El Estado ha conferido a las uniones consensuales prácticamente los mismos derechos

A medida que crece la “seguridad altamente probable de seguir vivo” se va volviendo más razonable dedicar los esfuerzos a construir una vida en la que la independencia respecto de los demás (incluso de los parientes) se convierta en el soporte en el que asentar el ejercicio de la libertad concreta. Pero para que esos proyectos vitales individuales sean viables, sin mayores dependencias familiares, se hace imprescindible que el resto de las funciones sociales y las dependencias personales básicas estén cubiertas, de forma que no provoquen la caída en otros tipos de riesgos.

Es sabido que una forma estándar de disminuir un riesgo es transferirlo a unidades más grandes. El Estado ha ido asumiendo una serie creciente de funciones familiares y proveyendo unos servicios que absorben esos riesgos (mediante unidades mucho más grandes que la familia) capaces de proporcionar los más diversos tipos de seguridad presente y futura (Seguridad Social, seguridad ciudadana, educación, defensa, rentas, seguridad jurídica en el ejercicio de los derechos…). De esta forma, ha ido sustituyendo a la familia como soporte central de la seguridad —de la objetiva y, progresivamente, también de la subjetiva— de las biografías de los ciudadanos en las sociedades avanzadas.

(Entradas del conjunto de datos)
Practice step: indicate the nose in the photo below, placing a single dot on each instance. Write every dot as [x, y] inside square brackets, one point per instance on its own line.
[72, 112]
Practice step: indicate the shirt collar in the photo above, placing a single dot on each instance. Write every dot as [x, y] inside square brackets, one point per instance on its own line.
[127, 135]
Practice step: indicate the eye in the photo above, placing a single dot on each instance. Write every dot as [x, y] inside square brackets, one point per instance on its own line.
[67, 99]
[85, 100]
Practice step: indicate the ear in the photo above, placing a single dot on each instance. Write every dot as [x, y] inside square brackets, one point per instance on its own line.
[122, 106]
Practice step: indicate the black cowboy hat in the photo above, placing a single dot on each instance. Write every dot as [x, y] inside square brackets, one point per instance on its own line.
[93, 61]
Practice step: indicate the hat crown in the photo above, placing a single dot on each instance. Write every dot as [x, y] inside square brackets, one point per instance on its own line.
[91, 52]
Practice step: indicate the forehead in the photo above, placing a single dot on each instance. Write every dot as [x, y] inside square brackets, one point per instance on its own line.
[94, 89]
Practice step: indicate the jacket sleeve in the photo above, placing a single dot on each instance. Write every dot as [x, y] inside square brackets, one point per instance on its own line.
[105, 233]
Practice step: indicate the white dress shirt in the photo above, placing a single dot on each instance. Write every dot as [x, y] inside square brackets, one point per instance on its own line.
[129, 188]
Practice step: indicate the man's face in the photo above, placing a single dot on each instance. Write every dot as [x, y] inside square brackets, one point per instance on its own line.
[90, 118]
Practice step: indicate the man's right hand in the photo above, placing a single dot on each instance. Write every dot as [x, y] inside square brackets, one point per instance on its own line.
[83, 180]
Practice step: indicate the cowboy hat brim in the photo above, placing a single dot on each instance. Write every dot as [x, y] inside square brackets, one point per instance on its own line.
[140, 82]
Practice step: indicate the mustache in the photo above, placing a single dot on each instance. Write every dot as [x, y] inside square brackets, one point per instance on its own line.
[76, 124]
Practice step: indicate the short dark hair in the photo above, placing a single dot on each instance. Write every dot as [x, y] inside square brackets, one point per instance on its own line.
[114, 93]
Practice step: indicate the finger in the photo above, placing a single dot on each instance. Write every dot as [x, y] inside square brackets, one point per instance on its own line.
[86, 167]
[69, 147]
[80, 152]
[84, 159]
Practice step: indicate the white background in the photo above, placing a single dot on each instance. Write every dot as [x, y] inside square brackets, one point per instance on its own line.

• CONJUNTO DE TAREAS
1. Enumera los ejemplos de seguridad que el texto sobre el Estado y la familia da entre paréntesis como servicios que el Estado provee.
2. Retoma el texto sobre el Estado y la familia a partir de su última oración y prosíguelo con el mismo registro.

• RESPUESTAS ESCRITAS
1. Seguridad Social, seguridad ciudadana, educación, defensa, rentas y seguridad jurídica en el ejercicio de los derechos.

2.
La infancia y la vejez son dos fases de la vida en las que la dependencia humana es ineludible. Parece claro que el Estado está en disposición de financiar prioritariamente la de la vejez. Y que la de los bebés, los niños —y, consecuentemente, la de sus padres—, está tan fuera de las atribuciones estatales que cuando se nombra “la dependencia” se da por supuesto que se trata de la de los mayores. En esta situación, los ancianos —emancipados por el sistema de pensiones— confían en mucha mayor medida en el Estado que en unos improbables cuidados recíprocos de sus tan “independientes” descendientes.

Una vez hecha esta transferencia de riesgos como proveedor de bienes y servicios, el Estado, esta vez como regulador, ha podido ir vaciando de derechos específicos al matrimonio como institución fundamental de apoyo a la reproducción, al conferir a las uniones consensuales prácticamente los mismos derechos, de filiación, económicos, fiscales, hereditarios, etcétera. Las escasas ventajas fiscales del “sector de la reproducción” confieren al Estado lo que he denominado (desde 1991) “el control fiscal de la natalidad”.

El emparejamiento y la maternidad son vistos como formas de dependencia abrumadoras

La preponderante valoración de la independencia individual hace que no se reivindique un mayor apoyo a una actividad colectivamente imprescindible, pero personalmente absorbente. En estas condiciones es previsible que el matrimonio pierda atractivo como vía de asunción del compromiso de estabilidad de la convivencia en pareja. Resulta preferible evitar la interferencia judicial en una eventual ruptura, más temida aún si incluye el enfrentamiento por la custodia de los hijos. E, incluso, se intuye que la vida sin convivencia en pareja pueda ser una opción mejor adaptada a la creciente centralidad de la realización personal y profesional.

Mientras, el ejercicio de la reproducción continúa encargado a una familia nuclear en la que el afecto se sigue considerando el sistema de incentivos más eficiente para la concepción y la crianza. Y en la que, cada vez en mayor medida, unos cohabitantes sin más vínculo que el de su “relación libremente acordada” puedan optar entre priorizar: o la mutua compañía para su realización personal, o la dedicación a la paternidad-maternidad, o procurar llevar a cabo ambas opciones de forma simultánea o secuencial.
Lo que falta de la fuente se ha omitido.